EXERCISE
Print the listing below word for word, starting at its first line and ending with the line that contains "134,398,271,674", including that line. Leave the pictures out of your answer.

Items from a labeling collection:
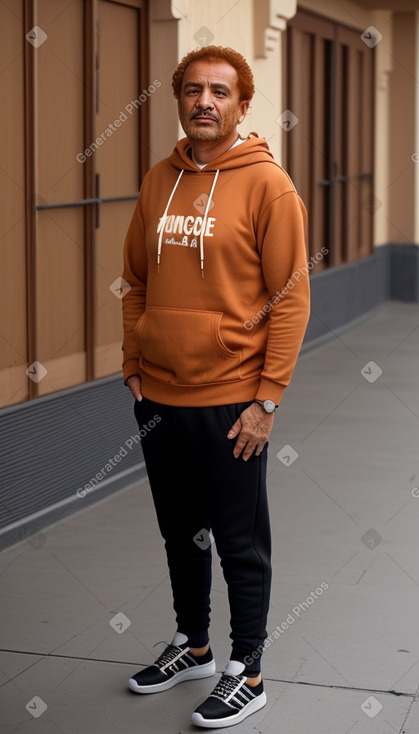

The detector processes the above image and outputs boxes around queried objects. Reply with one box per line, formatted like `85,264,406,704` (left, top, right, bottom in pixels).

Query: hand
227,403,275,461
126,375,143,400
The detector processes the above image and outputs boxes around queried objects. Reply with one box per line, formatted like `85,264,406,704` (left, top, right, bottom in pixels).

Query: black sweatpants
134,398,271,674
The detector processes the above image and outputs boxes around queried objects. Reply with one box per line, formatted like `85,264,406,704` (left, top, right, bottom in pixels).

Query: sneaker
192,660,266,729
128,632,215,693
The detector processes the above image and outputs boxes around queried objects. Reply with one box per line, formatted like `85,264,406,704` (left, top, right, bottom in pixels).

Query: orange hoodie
122,133,309,407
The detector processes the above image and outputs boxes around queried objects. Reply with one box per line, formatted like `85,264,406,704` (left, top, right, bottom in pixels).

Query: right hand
127,375,143,400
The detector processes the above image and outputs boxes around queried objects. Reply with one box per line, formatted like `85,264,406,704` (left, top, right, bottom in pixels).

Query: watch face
263,400,276,413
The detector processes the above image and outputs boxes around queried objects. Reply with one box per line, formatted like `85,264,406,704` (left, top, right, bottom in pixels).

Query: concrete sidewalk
0,303,419,734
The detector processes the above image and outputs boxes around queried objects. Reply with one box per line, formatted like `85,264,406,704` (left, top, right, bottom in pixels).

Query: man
123,46,309,728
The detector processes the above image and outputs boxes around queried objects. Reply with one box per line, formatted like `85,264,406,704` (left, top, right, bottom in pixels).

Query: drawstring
157,169,183,272
199,168,220,278
157,169,220,278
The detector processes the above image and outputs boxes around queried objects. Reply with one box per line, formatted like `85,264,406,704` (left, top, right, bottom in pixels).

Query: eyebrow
184,82,231,93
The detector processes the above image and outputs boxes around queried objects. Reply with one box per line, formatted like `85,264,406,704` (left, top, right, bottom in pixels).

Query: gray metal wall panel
0,245,419,549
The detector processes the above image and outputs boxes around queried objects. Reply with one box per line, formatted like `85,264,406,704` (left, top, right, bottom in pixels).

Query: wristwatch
253,400,278,413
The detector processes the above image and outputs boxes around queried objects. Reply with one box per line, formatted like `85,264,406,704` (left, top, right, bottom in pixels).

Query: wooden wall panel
94,0,141,377
0,0,28,407
35,0,85,392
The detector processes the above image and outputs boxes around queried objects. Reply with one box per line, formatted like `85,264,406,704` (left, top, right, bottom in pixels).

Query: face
178,59,249,142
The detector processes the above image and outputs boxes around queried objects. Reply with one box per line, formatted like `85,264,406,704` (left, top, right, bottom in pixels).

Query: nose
196,88,214,110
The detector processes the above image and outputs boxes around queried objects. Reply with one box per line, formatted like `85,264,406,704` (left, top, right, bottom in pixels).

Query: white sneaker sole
192,691,266,729
128,660,216,693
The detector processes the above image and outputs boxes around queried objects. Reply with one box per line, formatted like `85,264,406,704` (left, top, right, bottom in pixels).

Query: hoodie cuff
122,359,140,384
255,379,286,412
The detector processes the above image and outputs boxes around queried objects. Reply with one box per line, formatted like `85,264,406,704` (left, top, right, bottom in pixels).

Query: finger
227,418,241,438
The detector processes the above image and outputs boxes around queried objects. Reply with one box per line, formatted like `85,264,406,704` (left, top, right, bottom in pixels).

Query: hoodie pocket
134,306,241,386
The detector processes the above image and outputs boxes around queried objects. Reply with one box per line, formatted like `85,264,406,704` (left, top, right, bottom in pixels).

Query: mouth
191,112,218,122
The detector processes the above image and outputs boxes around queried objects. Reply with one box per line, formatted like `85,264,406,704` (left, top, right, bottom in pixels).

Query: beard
179,110,237,142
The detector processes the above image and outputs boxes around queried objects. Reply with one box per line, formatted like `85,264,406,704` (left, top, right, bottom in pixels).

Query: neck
189,130,239,165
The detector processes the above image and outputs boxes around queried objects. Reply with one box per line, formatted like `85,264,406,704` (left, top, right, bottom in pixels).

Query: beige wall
150,0,419,245
150,0,295,164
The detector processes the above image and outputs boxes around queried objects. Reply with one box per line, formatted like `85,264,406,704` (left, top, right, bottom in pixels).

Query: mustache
191,110,218,122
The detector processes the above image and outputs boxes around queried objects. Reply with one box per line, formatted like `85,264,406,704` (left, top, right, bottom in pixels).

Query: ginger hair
172,46,255,102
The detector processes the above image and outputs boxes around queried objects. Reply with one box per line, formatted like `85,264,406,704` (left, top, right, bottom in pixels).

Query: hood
157,132,279,278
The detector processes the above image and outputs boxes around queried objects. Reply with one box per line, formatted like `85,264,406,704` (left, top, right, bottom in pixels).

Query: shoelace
211,675,240,700
154,645,183,668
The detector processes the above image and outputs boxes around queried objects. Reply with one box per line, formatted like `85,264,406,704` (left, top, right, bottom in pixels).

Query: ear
238,99,250,124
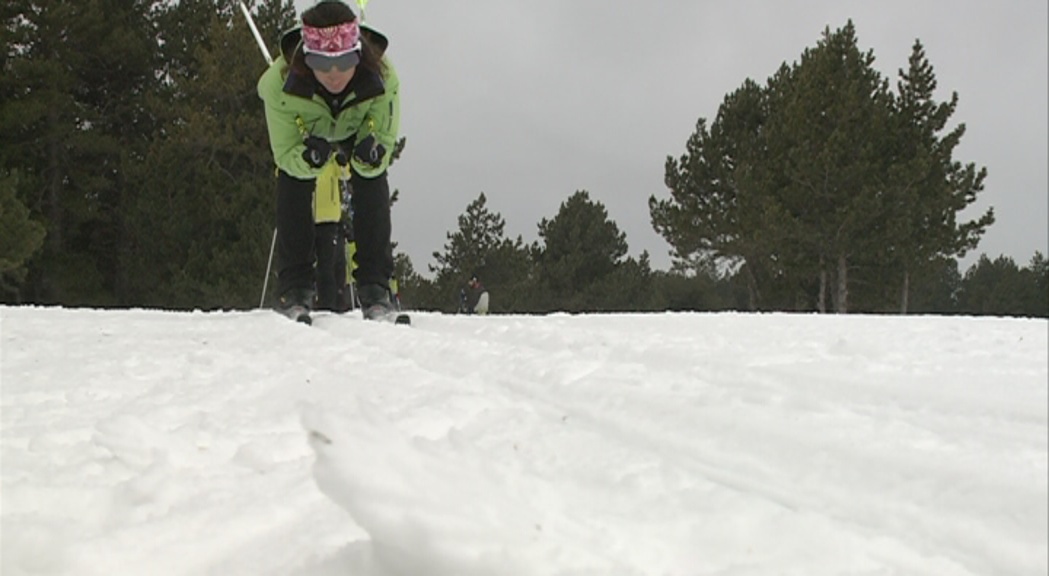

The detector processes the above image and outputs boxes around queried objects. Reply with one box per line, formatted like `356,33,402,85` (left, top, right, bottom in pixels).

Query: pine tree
886,41,994,314
536,190,628,312
0,172,44,303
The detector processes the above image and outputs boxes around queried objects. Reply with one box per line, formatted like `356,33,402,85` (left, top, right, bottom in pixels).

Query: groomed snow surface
0,307,1049,576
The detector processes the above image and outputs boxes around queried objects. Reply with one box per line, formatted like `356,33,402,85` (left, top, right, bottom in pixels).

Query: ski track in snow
0,307,1049,576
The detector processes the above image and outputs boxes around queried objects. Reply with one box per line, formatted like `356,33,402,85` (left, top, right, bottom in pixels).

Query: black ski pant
277,165,393,300
314,222,346,312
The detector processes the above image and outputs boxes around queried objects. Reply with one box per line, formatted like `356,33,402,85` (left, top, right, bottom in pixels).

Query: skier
459,275,488,315
258,0,400,322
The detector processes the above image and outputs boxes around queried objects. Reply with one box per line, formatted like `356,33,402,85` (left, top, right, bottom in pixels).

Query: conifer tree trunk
816,254,827,314
900,270,911,315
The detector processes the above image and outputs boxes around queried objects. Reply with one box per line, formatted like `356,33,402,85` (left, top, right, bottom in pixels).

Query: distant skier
459,275,488,315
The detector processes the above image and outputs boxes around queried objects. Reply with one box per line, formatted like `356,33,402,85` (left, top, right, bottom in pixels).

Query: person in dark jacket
459,275,488,315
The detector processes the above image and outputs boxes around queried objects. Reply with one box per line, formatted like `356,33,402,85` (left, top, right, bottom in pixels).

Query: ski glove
354,134,386,168
302,136,331,168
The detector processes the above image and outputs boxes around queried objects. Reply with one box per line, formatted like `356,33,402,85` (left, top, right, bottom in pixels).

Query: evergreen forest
0,0,1049,317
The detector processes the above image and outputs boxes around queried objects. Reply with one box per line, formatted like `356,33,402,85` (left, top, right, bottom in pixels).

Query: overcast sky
296,0,1049,276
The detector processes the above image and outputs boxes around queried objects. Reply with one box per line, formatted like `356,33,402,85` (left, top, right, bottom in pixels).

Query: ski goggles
302,20,361,72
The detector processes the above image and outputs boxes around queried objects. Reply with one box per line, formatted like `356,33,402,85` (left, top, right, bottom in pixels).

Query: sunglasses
307,58,357,72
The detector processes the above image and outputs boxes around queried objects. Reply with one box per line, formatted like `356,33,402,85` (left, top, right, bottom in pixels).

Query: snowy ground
0,307,1049,576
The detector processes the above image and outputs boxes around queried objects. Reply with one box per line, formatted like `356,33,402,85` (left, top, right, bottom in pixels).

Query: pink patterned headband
302,20,361,57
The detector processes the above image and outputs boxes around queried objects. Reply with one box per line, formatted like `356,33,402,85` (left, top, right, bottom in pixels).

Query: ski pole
259,228,277,308
240,2,273,64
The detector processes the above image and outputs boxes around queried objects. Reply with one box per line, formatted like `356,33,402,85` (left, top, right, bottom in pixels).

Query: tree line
398,190,1049,318
0,0,1047,316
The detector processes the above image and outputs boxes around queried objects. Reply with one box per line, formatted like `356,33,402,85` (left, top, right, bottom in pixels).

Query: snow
0,307,1049,576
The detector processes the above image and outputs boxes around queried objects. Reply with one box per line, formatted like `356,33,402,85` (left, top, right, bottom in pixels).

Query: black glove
354,134,386,168
302,136,331,168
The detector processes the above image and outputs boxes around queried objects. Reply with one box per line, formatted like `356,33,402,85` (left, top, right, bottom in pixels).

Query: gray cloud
297,0,1049,274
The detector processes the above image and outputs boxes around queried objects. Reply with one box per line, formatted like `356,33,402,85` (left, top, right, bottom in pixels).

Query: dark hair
291,0,386,77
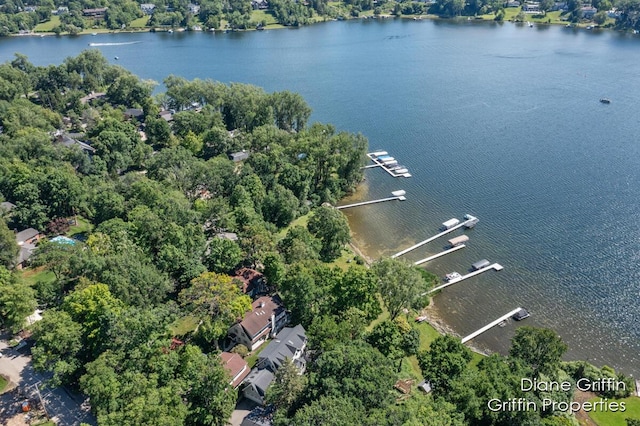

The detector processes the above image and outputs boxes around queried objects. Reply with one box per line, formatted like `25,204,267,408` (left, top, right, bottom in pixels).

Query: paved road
0,339,96,426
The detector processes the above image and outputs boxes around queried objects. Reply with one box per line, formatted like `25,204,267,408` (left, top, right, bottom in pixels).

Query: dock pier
413,244,466,266
420,263,504,296
336,195,407,210
461,308,522,343
391,215,478,259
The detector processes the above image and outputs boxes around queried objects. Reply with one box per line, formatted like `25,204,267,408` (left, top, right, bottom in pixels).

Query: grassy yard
34,16,60,33
22,266,56,287
169,316,199,336
589,396,640,426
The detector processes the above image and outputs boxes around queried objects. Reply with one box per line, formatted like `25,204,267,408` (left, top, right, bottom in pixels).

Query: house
228,295,289,351
240,405,276,426
242,368,275,405
140,3,156,15
580,6,598,19
51,6,69,16
220,352,251,389
82,7,107,19
124,108,144,120
251,0,269,10
56,133,96,154
256,324,307,374
229,151,249,163
233,268,267,299
522,3,540,13
80,92,107,104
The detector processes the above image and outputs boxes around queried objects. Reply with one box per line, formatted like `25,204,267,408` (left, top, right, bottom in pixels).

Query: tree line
0,51,630,426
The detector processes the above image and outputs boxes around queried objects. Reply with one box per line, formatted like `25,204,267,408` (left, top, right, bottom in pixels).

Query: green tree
307,207,351,262
372,259,426,319
178,272,251,340
509,326,567,377
265,358,307,411
418,335,471,395
31,310,84,385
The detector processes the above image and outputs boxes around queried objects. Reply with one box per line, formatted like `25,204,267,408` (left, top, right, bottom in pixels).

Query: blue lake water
0,20,640,376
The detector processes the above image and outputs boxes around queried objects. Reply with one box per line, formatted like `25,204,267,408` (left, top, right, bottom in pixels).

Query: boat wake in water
89,41,142,47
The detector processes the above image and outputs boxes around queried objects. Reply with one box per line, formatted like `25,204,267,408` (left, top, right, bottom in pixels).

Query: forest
0,50,633,426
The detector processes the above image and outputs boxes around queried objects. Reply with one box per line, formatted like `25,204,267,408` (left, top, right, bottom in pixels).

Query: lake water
0,20,640,377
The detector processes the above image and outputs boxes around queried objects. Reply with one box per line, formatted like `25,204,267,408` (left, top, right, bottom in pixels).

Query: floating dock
391,214,478,259
413,244,466,266
421,263,502,296
364,151,411,177
462,308,522,343
336,195,407,210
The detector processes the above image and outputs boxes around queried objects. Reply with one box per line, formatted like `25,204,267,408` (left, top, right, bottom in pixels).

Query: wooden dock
364,152,411,177
336,195,407,210
421,263,504,296
391,216,478,259
413,244,466,266
462,308,522,343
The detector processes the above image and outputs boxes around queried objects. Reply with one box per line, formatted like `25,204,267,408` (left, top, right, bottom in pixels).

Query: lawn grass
589,396,640,426
33,16,60,33
169,315,199,336
22,266,56,287
0,375,9,393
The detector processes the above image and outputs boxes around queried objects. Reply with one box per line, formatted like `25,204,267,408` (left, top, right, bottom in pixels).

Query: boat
471,259,491,271
442,218,460,229
444,272,462,281
512,308,531,321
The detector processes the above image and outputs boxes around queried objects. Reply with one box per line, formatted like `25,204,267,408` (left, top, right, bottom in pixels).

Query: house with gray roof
242,368,275,405
256,324,307,373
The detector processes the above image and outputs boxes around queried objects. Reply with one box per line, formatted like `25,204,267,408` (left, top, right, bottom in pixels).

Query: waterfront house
220,352,251,389
140,3,156,15
242,368,275,405
580,6,598,19
256,324,307,374
227,295,289,351
82,7,107,19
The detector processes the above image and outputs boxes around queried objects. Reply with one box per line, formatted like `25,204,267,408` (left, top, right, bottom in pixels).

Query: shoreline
9,13,636,37
348,233,494,356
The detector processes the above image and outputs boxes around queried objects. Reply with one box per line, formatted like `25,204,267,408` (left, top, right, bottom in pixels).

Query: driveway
0,336,96,426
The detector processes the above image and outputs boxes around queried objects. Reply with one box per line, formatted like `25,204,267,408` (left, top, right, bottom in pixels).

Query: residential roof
220,352,251,388
260,324,307,368
0,201,16,212
246,368,275,398
240,295,284,339
16,228,40,244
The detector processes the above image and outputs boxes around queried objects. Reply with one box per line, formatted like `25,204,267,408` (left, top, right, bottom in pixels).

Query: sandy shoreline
349,238,491,356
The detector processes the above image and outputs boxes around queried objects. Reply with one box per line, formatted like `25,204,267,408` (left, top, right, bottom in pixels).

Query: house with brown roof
220,352,251,389
227,295,289,351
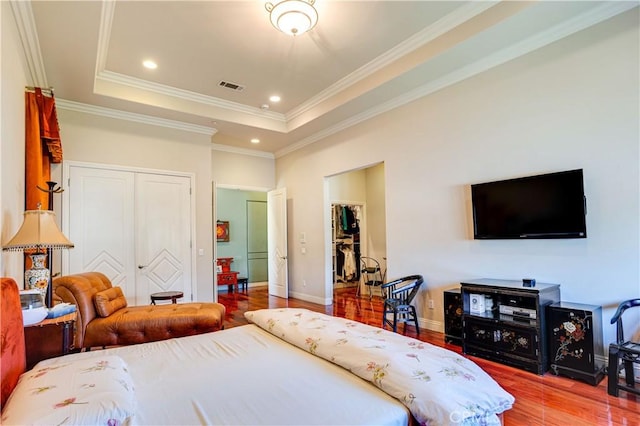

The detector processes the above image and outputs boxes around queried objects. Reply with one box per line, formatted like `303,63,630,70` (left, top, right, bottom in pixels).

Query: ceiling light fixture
264,0,318,36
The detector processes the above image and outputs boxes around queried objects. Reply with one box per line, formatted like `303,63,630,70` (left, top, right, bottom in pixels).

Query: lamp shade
2,210,73,251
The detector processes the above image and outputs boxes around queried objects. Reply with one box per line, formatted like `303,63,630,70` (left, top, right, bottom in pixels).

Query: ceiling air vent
218,80,244,92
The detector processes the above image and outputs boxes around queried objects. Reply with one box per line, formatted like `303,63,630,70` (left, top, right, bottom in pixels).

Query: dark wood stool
151,291,184,305
238,277,249,291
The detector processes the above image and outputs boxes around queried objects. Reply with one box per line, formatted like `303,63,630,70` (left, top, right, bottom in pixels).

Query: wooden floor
219,287,640,426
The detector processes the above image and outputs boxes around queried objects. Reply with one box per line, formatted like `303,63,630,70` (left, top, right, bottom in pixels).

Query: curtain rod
24,86,53,95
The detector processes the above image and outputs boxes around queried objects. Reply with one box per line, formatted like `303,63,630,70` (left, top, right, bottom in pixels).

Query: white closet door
66,166,136,302
135,173,191,304
67,165,192,306
267,188,289,299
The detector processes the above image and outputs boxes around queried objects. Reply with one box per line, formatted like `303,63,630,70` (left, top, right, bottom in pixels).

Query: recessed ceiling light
142,59,158,70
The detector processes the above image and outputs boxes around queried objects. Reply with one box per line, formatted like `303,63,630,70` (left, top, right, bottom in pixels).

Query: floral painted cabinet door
547,302,604,386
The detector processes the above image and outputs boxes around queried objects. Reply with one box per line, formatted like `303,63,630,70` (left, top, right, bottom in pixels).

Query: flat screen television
471,169,587,240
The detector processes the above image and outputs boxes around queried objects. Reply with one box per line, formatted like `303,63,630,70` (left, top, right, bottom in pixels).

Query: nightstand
24,312,76,369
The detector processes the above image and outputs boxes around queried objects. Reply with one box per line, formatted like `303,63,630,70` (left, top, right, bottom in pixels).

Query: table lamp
2,205,73,308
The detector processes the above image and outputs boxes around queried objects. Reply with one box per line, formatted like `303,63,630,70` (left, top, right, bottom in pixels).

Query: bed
1,282,514,425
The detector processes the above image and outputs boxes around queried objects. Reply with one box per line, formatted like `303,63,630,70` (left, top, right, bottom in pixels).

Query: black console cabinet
444,288,462,346
547,302,604,386
460,278,560,374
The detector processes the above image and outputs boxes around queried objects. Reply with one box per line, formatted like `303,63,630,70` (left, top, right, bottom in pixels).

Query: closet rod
24,86,53,96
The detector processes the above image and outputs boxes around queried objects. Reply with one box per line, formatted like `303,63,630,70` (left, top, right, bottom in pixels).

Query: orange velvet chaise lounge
53,272,225,349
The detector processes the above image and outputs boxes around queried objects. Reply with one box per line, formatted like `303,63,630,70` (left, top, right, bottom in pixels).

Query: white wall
211,149,276,191
0,1,30,282
276,10,640,350
58,108,214,301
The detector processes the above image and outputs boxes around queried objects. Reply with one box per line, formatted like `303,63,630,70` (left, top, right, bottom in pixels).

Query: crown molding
211,143,275,160
96,70,285,120
275,2,638,158
285,0,499,122
11,0,49,87
95,0,116,75
56,98,218,136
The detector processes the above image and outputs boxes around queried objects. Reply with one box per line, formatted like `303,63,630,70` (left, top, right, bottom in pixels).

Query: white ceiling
12,0,638,156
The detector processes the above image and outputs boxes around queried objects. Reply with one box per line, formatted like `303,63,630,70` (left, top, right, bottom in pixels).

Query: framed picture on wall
216,220,229,242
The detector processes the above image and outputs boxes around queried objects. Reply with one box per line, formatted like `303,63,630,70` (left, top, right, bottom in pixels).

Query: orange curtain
25,88,62,210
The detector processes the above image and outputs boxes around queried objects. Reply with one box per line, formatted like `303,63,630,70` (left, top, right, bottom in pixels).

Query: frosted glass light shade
265,0,318,36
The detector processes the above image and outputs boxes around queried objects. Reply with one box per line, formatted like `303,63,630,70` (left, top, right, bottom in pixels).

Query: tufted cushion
93,287,127,318
84,302,225,347
53,272,225,349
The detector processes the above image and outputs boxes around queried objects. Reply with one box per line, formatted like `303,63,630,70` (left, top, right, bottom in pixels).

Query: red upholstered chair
53,272,225,349
0,278,27,409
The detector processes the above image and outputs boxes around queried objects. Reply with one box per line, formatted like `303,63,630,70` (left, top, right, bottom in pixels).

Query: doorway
213,186,268,291
325,163,388,295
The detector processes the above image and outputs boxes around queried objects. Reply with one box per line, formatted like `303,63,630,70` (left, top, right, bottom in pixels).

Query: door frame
60,160,198,300
211,180,274,302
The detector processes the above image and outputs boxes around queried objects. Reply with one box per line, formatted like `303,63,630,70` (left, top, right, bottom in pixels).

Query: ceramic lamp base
24,253,51,306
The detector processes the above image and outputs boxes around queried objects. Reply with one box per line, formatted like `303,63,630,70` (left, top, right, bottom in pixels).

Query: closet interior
331,204,362,287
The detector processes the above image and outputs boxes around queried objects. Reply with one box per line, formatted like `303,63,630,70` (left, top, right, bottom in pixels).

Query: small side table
150,291,184,305
237,277,249,292
24,312,76,370
218,271,239,292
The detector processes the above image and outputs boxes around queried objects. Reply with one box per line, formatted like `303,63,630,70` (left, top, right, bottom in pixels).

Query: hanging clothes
341,247,356,281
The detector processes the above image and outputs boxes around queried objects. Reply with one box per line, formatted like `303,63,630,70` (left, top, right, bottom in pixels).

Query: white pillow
2,355,136,426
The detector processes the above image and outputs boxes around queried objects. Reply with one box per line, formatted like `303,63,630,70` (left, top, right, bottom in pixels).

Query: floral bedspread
245,308,515,426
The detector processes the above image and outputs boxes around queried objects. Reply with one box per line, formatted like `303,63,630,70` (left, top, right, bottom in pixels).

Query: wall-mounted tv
471,169,587,240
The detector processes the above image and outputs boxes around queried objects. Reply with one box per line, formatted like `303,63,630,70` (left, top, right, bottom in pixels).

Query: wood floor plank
219,287,640,426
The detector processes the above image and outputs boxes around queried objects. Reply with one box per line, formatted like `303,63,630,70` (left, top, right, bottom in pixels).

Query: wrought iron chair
607,299,640,396
356,256,382,299
381,275,424,335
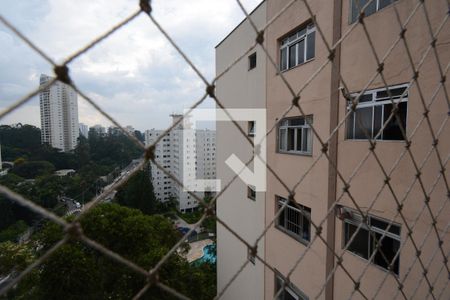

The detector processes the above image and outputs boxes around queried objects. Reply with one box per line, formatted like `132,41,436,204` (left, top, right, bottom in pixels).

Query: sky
0,0,261,131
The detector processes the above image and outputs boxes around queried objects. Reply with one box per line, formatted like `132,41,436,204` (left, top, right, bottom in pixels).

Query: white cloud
0,0,260,130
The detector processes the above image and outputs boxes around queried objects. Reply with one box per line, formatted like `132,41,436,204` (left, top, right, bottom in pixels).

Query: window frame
247,185,256,201
276,115,313,156
275,196,311,246
348,0,397,24
273,269,309,300
247,121,256,136
248,52,257,71
345,83,409,141
342,208,402,276
279,21,316,72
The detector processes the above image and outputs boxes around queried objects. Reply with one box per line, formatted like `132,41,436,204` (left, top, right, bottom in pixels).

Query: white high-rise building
39,74,79,152
145,115,216,212
145,129,173,202
80,123,89,138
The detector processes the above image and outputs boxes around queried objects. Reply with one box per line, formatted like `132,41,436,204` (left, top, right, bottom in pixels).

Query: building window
275,272,308,300
350,0,396,23
280,23,316,71
247,185,256,200
248,52,256,71
277,197,311,244
247,121,255,136
346,85,408,140
247,248,256,264
344,210,401,275
278,116,313,154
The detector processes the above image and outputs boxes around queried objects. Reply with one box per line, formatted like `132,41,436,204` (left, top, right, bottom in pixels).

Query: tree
0,241,34,276
10,204,216,300
116,166,158,215
12,161,55,179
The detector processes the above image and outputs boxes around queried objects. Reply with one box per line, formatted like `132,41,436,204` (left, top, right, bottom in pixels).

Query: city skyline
0,0,260,131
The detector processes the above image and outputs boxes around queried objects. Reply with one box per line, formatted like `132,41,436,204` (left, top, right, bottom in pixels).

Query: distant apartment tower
145,115,216,212
216,0,450,300
39,74,79,152
145,129,173,202
80,123,89,138
91,124,106,136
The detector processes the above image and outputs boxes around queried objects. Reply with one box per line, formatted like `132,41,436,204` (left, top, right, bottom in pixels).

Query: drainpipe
325,0,342,300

OUTPUT
The detector processes the above image and outputs boxes around queried objects. Reply with one box per line, formatted like `85,264,406,704` (left, top, right, bottom in pixels).

Query: hand
227,403,275,461
126,375,143,400
The detector processes the above image and outputs boxes around queried objects. Reply with one box per line, formatted like `85,264,406,704` (left, top, right, bottom in pixels).

Query: black sweatpants
134,398,271,674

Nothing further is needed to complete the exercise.